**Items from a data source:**

-=-=-=-=-

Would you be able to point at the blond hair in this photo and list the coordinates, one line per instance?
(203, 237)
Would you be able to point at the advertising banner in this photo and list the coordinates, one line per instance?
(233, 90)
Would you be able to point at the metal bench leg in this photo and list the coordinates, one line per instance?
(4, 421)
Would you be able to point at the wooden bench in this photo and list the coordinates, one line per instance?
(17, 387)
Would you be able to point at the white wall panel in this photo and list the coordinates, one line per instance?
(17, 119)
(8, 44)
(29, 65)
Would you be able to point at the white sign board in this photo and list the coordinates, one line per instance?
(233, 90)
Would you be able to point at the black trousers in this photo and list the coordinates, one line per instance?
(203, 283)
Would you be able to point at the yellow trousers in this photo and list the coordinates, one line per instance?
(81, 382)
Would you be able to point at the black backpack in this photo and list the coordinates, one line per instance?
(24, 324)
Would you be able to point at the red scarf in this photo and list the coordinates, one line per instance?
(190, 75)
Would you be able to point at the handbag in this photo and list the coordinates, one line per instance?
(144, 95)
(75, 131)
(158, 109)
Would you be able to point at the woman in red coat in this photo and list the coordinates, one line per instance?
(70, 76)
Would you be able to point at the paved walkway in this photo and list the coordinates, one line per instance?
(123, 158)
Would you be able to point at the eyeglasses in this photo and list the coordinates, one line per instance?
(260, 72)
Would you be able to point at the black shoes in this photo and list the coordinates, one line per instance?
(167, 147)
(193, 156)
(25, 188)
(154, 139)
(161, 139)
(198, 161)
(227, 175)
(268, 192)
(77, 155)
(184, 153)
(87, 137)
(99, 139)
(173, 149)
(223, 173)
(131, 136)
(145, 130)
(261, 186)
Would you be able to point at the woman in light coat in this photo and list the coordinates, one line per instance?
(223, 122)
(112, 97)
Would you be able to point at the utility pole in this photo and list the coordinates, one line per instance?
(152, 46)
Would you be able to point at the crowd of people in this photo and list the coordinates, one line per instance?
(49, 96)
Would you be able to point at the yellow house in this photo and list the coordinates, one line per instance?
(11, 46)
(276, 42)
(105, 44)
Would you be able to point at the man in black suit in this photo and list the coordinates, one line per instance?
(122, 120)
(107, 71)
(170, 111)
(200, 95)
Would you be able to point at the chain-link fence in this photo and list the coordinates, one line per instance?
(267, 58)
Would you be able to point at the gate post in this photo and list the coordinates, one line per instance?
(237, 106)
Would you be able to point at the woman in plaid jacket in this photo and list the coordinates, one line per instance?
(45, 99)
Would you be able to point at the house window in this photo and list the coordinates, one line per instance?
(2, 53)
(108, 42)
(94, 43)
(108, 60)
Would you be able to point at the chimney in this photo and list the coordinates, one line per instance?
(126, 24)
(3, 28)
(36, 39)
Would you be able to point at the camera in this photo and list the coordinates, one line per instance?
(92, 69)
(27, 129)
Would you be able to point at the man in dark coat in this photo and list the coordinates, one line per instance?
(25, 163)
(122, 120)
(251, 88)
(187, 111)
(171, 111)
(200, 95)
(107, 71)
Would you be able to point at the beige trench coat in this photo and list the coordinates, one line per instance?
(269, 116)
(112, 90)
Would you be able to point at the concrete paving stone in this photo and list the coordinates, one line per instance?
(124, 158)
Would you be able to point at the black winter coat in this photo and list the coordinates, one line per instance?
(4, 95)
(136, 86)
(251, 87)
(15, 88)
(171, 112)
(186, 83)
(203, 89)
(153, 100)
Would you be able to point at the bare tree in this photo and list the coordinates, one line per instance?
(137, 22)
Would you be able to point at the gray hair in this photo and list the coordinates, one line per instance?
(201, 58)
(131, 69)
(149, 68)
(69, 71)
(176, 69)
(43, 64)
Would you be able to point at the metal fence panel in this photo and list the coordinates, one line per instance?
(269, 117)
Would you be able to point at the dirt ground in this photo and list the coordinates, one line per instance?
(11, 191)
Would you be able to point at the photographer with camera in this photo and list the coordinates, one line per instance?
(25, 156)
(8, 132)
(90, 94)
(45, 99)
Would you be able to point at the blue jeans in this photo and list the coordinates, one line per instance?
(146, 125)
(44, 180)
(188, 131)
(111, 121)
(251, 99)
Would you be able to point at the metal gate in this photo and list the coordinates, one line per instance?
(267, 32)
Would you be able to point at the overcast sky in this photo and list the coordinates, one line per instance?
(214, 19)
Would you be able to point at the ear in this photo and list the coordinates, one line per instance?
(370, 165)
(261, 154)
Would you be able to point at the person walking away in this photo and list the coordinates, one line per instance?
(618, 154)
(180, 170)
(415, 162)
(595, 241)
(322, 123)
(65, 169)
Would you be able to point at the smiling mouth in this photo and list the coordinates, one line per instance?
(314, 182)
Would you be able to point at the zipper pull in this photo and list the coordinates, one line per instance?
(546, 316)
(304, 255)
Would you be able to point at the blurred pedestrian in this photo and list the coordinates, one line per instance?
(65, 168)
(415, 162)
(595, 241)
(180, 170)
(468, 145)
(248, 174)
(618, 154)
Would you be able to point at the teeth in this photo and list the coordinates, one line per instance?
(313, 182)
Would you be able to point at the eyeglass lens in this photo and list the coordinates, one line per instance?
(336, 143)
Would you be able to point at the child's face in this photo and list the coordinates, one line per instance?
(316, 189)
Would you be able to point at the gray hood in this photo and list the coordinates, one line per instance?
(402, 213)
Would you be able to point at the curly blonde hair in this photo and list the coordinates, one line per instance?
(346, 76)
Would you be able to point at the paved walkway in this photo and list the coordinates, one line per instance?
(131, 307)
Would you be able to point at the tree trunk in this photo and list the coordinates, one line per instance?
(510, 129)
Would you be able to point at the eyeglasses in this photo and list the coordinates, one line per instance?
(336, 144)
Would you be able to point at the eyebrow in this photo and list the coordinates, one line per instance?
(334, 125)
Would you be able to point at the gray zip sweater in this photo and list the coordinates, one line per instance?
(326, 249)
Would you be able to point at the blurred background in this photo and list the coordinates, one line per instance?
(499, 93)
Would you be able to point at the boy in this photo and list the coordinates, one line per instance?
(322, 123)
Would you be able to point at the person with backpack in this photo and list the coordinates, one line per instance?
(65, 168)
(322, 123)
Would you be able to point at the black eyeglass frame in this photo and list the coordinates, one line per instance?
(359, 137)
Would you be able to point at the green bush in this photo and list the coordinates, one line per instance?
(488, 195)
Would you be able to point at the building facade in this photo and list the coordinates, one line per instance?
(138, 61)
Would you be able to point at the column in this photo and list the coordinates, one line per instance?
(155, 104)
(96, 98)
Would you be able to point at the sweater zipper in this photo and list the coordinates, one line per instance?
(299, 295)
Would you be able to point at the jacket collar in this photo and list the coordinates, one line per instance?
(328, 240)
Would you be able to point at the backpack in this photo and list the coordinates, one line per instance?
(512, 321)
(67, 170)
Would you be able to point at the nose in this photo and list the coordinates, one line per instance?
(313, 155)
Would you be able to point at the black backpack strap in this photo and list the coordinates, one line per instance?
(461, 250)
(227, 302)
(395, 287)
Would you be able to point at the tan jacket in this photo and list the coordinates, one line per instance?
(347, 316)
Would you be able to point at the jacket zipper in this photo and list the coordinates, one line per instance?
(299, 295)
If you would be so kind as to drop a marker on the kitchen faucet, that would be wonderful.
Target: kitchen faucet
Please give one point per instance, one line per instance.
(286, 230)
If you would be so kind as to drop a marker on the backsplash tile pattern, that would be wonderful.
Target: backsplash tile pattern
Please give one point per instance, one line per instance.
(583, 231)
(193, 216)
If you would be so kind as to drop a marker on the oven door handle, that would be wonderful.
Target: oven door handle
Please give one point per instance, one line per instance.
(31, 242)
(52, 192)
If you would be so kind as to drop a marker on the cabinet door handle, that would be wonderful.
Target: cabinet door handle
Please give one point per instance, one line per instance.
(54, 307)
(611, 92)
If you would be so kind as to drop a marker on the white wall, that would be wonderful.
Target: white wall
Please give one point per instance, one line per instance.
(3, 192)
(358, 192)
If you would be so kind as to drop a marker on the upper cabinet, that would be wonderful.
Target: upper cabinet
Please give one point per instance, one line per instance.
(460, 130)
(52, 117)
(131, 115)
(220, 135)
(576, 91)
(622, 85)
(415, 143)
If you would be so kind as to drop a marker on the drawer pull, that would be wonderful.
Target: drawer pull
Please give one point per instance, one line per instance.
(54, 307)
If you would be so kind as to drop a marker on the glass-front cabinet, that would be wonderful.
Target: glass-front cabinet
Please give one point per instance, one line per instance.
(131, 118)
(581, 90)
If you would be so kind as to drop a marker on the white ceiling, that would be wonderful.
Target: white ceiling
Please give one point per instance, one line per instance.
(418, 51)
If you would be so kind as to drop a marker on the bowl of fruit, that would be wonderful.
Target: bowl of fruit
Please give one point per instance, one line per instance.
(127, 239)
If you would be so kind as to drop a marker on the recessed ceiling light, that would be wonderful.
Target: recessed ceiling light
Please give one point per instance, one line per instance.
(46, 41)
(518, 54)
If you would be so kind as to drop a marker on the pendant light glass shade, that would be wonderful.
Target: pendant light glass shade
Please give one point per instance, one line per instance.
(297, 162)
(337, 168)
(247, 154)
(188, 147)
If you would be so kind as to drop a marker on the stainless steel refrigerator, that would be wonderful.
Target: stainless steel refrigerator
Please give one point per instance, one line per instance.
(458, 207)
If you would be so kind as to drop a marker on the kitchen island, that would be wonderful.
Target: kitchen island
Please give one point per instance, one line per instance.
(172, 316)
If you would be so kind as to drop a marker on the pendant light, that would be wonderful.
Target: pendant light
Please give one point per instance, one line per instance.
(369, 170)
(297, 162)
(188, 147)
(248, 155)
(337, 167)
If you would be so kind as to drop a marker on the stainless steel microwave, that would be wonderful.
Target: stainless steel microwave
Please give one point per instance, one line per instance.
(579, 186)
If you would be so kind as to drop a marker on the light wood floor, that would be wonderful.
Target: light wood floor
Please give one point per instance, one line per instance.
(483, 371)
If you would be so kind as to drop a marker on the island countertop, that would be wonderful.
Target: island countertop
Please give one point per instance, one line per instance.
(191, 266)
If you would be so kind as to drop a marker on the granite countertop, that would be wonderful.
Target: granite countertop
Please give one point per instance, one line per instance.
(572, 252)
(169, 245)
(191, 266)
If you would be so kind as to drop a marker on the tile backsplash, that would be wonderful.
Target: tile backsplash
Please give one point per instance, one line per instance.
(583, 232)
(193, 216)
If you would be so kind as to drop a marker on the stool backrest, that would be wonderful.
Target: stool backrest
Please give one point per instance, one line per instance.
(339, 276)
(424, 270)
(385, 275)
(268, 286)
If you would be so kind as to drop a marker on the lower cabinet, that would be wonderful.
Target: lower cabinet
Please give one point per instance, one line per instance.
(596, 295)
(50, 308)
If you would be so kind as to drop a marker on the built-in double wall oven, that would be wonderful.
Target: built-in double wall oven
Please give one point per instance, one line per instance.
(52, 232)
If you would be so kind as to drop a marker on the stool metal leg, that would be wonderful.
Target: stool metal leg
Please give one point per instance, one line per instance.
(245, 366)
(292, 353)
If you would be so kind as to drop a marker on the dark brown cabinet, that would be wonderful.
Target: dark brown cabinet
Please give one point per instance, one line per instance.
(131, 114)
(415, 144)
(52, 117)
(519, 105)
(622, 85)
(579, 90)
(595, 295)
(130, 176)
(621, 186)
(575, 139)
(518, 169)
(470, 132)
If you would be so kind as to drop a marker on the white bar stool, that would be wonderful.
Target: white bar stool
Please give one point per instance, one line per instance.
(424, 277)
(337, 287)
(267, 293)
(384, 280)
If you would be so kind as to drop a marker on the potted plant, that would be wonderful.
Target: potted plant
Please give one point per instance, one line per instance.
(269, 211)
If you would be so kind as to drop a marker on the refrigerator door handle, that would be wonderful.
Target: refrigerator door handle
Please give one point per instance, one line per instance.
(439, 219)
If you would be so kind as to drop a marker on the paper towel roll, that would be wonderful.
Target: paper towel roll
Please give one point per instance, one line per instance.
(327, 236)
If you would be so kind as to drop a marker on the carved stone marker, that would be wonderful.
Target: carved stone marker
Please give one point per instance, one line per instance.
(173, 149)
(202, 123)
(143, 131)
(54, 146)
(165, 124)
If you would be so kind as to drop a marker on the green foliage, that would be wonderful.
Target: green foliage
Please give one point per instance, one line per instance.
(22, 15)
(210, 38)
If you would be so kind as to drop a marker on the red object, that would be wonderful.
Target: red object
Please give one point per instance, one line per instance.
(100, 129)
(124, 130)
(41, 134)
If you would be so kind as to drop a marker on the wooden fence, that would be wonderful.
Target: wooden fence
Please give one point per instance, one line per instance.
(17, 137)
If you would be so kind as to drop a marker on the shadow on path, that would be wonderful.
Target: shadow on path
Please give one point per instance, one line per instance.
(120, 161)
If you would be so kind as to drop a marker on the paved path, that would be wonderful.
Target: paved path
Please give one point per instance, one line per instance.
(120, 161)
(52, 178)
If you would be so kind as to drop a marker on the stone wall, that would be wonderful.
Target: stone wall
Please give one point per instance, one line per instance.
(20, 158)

-=-=-=-=-

**Task instructions:** Exactly as written, give the line containing "on path, that would be wonderful." and all remaining lines of the records.

**Exercise output:**
If you would be so kind as to drop a marker on the shadow on path, that would be wonderful.
Target: shadow on path
Please give one point per instance, one line per instance.
(120, 161)
If you would be so kind as to drop a marker on the paved path, that would be wonderful.
Target: paved path
Please give one point per instance, one line per instance.
(120, 161)
(52, 178)
If you would be so kind as to drop a marker on the stone wall, that would be wonderful.
Target: stone wall
Please give one point per instance, one line per instance.
(20, 158)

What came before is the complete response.